▶ WORK REQUIRED
Every entry below should appear in the answer exactly as written, apart from the pictures.

START DATA FOR THIS TASK

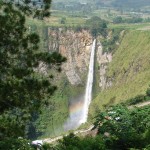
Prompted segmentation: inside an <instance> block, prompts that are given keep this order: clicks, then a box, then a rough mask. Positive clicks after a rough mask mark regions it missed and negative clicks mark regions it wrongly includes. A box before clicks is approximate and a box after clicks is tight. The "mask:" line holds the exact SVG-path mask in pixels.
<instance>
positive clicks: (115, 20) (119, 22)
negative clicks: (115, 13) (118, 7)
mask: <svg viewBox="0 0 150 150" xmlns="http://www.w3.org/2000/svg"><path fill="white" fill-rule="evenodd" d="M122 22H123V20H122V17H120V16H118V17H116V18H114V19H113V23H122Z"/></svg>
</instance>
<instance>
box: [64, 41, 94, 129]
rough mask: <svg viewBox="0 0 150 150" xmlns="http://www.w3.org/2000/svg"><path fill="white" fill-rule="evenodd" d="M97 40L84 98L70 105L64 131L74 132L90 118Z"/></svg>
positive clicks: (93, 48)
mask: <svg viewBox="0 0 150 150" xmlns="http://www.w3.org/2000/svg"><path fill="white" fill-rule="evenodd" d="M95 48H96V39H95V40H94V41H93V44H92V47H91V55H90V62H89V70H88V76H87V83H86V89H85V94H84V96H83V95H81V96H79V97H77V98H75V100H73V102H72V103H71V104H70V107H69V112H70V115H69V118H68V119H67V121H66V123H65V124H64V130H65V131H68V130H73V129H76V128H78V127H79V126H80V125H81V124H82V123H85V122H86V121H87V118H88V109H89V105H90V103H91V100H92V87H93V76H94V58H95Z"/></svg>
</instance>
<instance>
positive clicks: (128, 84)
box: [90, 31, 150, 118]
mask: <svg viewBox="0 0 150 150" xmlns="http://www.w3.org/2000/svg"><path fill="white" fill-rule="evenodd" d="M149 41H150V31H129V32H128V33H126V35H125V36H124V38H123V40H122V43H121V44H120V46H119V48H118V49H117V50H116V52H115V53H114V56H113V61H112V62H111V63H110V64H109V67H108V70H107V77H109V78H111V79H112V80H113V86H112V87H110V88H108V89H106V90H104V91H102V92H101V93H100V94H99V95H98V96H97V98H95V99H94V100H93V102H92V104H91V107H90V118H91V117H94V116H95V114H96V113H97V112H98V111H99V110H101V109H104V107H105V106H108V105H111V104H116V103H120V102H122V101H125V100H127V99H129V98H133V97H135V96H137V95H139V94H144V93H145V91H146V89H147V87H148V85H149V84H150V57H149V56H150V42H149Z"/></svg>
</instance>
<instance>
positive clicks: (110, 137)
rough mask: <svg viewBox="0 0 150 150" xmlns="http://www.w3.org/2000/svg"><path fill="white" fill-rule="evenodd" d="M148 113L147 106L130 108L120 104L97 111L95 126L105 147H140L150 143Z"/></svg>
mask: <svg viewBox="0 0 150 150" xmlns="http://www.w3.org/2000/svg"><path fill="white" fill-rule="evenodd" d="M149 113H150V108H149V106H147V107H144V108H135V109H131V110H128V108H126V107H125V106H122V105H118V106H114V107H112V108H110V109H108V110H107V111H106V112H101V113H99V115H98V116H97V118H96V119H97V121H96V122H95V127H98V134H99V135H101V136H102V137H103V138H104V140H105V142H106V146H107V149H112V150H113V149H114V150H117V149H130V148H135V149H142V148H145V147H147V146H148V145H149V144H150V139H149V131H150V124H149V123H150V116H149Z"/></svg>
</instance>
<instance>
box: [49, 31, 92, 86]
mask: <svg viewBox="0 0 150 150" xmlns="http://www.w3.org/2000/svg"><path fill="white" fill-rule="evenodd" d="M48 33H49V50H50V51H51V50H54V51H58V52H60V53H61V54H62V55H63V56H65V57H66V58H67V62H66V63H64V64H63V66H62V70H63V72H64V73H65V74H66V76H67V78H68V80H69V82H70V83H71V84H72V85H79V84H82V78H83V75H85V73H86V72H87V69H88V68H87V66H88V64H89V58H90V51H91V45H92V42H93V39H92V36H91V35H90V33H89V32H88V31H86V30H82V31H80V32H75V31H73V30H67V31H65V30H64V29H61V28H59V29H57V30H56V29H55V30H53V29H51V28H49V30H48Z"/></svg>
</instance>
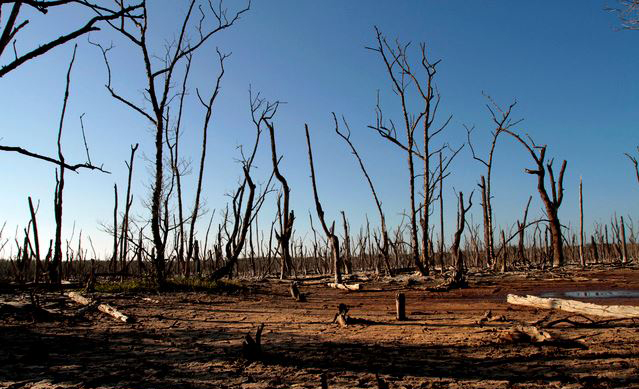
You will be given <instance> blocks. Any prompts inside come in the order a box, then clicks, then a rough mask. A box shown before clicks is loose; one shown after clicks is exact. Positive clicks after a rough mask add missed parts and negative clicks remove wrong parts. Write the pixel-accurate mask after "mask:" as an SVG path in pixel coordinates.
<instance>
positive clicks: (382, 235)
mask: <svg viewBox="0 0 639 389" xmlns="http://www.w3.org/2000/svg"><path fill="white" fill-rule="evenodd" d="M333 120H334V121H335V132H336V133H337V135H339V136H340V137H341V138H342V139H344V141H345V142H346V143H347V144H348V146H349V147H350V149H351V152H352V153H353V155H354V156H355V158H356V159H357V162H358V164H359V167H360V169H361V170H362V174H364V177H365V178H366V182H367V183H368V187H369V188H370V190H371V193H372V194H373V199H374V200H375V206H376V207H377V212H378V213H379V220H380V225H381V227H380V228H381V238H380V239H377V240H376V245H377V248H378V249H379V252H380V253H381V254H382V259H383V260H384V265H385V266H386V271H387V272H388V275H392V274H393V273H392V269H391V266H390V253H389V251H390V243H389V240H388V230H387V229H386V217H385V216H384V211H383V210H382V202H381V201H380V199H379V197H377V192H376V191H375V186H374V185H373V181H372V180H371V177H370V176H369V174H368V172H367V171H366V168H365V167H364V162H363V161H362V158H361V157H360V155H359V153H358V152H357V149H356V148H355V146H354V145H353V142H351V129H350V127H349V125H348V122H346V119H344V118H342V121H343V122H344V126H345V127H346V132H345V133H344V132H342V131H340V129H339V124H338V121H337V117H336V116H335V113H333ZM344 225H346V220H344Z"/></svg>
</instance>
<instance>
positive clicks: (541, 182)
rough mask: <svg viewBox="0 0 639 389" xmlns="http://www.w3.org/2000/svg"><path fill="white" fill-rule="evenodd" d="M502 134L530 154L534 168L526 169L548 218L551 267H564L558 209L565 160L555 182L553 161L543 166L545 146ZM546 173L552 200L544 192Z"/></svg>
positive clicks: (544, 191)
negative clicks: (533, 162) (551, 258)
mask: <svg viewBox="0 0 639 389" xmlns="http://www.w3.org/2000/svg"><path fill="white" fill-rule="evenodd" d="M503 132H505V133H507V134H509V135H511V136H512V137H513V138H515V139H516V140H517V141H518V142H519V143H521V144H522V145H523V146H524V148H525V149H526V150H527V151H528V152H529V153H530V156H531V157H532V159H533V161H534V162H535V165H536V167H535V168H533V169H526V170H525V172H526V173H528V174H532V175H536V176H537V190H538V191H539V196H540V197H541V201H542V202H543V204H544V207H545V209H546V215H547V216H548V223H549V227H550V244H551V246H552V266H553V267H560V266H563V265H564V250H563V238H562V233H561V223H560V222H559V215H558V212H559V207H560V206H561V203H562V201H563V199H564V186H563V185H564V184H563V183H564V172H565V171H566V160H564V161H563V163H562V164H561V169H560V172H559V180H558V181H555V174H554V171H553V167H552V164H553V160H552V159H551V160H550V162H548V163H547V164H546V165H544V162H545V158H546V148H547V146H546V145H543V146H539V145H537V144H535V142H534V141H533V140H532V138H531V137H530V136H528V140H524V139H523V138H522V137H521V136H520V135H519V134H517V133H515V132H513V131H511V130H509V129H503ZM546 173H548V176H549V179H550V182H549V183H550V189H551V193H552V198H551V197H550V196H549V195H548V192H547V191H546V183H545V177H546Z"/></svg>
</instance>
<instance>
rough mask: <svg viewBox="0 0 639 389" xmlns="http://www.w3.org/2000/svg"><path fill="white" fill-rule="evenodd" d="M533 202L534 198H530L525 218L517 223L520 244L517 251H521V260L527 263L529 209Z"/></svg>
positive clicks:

END DATA FOR THIS TASK

▶ WRITTEN SOLUTION
Prompted segmentation: inside an <instance> block, prompts that are given keep this order: clicks, then a box, then a rough mask. Positive clicks after a rough mask mark regions it missed and negative clicks mark regions it wrongly includes. A box before clicks is approximate and a box after clicks is tight. The "mask:" line holds the exact SVG-path mask in pixels.
<instance>
positive clicks: (115, 20) (119, 22)
negative clicks: (115, 13) (118, 7)
mask: <svg viewBox="0 0 150 150" xmlns="http://www.w3.org/2000/svg"><path fill="white" fill-rule="evenodd" d="M122 22H123V20H122V17H120V16H118V17H116V18H114V19H113V23H122Z"/></svg>
</instance>
<instance>
box: [64, 41, 94, 129]
rough mask: <svg viewBox="0 0 150 150" xmlns="http://www.w3.org/2000/svg"><path fill="white" fill-rule="evenodd" d="M97 40L84 98L70 105L64 131L74 132L90 118Z"/></svg>
positive clicks: (93, 48)
mask: <svg viewBox="0 0 150 150" xmlns="http://www.w3.org/2000/svg"><path fill="white" fill-rule="evenodd" d="M95 48H96V39H95V40H94V41H93V44H92V47H91V55H90V62H89V70H88V76H87V83H86V89H85V94H84V96H83V95H81V96H79V97H77V98H75V100H73V102H72V103H71V104H70V107H69V112H70V115H69V118H68V119H67V121H66V123H65V124H64V130H65V131H68V130H73V129H76V128H78V127H79V126H80V125H81V124H82V123H85V122H86V121H87V118H88V109H89V105H90V103H91V100H92V87H93V76H94V58H95Z"/></svg>
</instance>
<instance>
positive clicks: (128, 84)
box: [90, 31, 150, 118]
mask: <svg viewBox="0 0 150 150" xmlns="http://www.w3.org/2000/svg"><path fill="white" fill-rule="evenodd" d="M149 41H150V31H129V32H128V33H126V35H125V36H124V38H123V40H122V43H121V44H120V46H119V48H118V49H117V50H116V52H115V53H114V56H113V61H112V62H111V63H110V64H109V67H108V70H107V77H109V78H111V79H112V80H113V86H112V87H110V88H108V89H106V90H104V91H102V92H101V93H100V94H99V95H98V96H97V98H95V99H94V100H93V102H92V104H91V107H90V118H91V117H94V116H95V114H96V113H97V112H98V111H99V110H101V109H104V107H105V106H108V105H111V104H116V103H120V102H122V101H125V100H127V99H129V98H133V97H135V96H137V95H139V94H144V93H145V91H146V89H147V87H148V85H149V84H150V57H149V56H150V42H149Z"/></svg>
</instance>
<instance>
positive clicks: (110, 137)
rough mask: <svg viewBox="0 0 150 150" xmlns="http://www.w3.org/2000/svg"><path fill="white" fill-rule="evenodd" d="M148 113L147 106L130 108L120 104L97 111L95 126L105 147H140L150 143Z"/></svg>
mask: <svg viewBox="0 0 150 150" xmlns="http://www.w3.org/2000/svg"><path fill="white" fill-rule="evenodd" d="M149 113H150V108H149V106H147V107H144V108H135V109H131V110H128V108H126V107H125V106H122V105H118V106H114V107H112V108H110V109H108V110H107V111H106V112H101V113H99V115H98V116H97V118H96V119H97V121H96V122H95V127H98V134H99V135H101V136H102V137H103V138H104V140H105V142H106V146H107V149H112V150H113V149H114V150H117V149H130V148H135V149H142V148H145V147H147V146H148V145H149V144H150V139H149V131H150V124H149V123H150V116H149Z"/></svg>
</instance>
<instance>
box: [49, 31, 92, 86]
mask: <svg viewBox="0 0 150 150" xmlns="http://www.w3.org/2000/svg"><path fill="white" fill-rule="evenodd" d="M48 33H49V50H50V51H51V50H54V51H58V52H60V53H61V54H62V55H63V56H65V57H66V58H67V62H66V63H64V64H63V66H62V70H63V72H64V73H65V74H66V76H67V78H68V80H69V82H70V83H71V84H72V85H79V84H82V78H83V75H85V73H86V72H87V69H88V68H87V66H88V64H89V58H90V51H91V45H92V42H93V39H92V36H91V35H90V33H89V32H88V31H86V30H82V31H80V32H75V31H73V30H67V31H65V30H64V29H61V28H59V29H57V30H56V29H55V30H53V29H51V28H49V30H48Z"/></svg>
</instance>
You will be given <instance> blocks. Any prompts inside come in the order a box, then clicks, then a rough mask. A box shown before clicks is loose; one shown after clicks is exact. Positive clicks after a rough mask add missed parts and negative clicks remove wrong parts. Write the pixel-accurate mask after "mask:" as an SVG path in pixel coordinates.
<instance>
positive clicks: (382, 235)
mask: <svg viewBox="0 0 639 389" xmlns="http://www.w3.org/2000/svg"><path fill="white" fill-rule="evenodd" d="M333 120H334V121H335V132H336V133H337V135H339V136H340V137H341V138H342V139H344V141H345V142H346V143H347V144H348V146H349V147H350V149H351V152H352V153H353V155H354V156H355V158H356V159H357V162H358V164H359V167H360V169H361V170H362V174H364V177H365V178H366V182H367V183H368V187H369V188H370V190H371V193H372V194H373V199H374V200H375V206H376V207H377V212H378V213H379V220H380V225H381V227H380V228H381V238H380V239H377V240H376V245H377V248H378V249H379V252H380V253H381V254H382V259H383V260H384V265H385V266H386V271H387V272H388V275H392V274H393V273H392V269H391V266H390V253H389V251H390V243H389V240H388V230H387V229H386V217H385V216H384V211H383V210H382V202H381V201H380V199H379V197H377V192H376V191H375V186H374V185H373V181H372V180H371V177H370V176H369V174H368V172H367V171H366V168H365V167H364V162H363V161H362V158H361V157H360V155H359V153H358V152H357V149H356V148H355V146H354V145H353V142H351V129H350V127H349V125H348V122H346V119H344V118H342V121H343V122H344V126H345V127H346V132H345V133H344V132H342V131H340V129H339V124H338V121H337V117H336V116H335V113H333ZM344 225H346V220H344Z"/></svg>
</instance>
<instance>
positive clicks: (541, 182)
rough mask: <svg viewBox="0 0 639 389" xmlns="http://www.w3.org/2000/svg"><path fill="white" fill-rule="evenodd" d="M502 134L530 154L534 168L526 169L548 218L551 267H564L558 209L565 160L555 182L553 161L543 166L545 146ZM546 173L552 200L544 192Z"/></svg>
positive clicks: (544, 191)
negative clicks: (533, 162) (551, 258)
mask: <svg viewBox="0 0 639 389" xmlns="http://www.w3.org/2000/svg"><path fill="white" fill-rule="evenodd" d="M503 132H505V133H507V134H509V135H511V136H512V137H513V138H515V139H516V140H517V141H518V142H519V143H521V144H522V145H523V146H524V148H525V149H526V150H527V151H528V152H529V153H530V156H531V157H532V159H533V161H534V162H535V165H536V167H535V168H533V169H526V170H525V172H526V173H528V174H532V175H536V176H537V190H538V191H539V196H540V197H541V201H542V202H543V204H544V207H545V209H546V215H547V216H548V223H549V227H550V244H551V246H552V266H553V267H560V266H563V265H564V250H563V238H562V233H561V223H560V222H559V215H558V212H559V207H560V206H561V203H562V201H563V199H564V186H563V185H564V184H563V183H564V172H565V171H566V160H564V161H563V163H562V164H561V169H560V172H559V180H558V181H555V174H554V171H553V167H552V164H553V160H552V159H551V160H550V162H548V163H547V164H546V165H544V162H545V158H546V148H547V146H546V145H543V146H539V145H537V144H535V142H534V141H533V140H532V138H531V137H530V136H528V140H524V139H523V138H522V137H521V136H520V135H519V134H517V133H515V132H513V131H511V130H509V129H503ZM546 173H548V176H549V179H550V182H549V183H550V189H551V193H552V198H551V197H550V196H549V195H548V192H547V191H546V183H545V177H546Z"/></svg>
</instance>
<instance>
rough mask: <svg viewBox="0 0 639 389" xmlns="http://www.w3.org/2000/svg"><path fill="white" fill-rule="evenodd" d="M533 202L534 198H530L525 218L517 223L520 244L517 251H521V260L527 263L529 209Z"/></svg>
positive clicks:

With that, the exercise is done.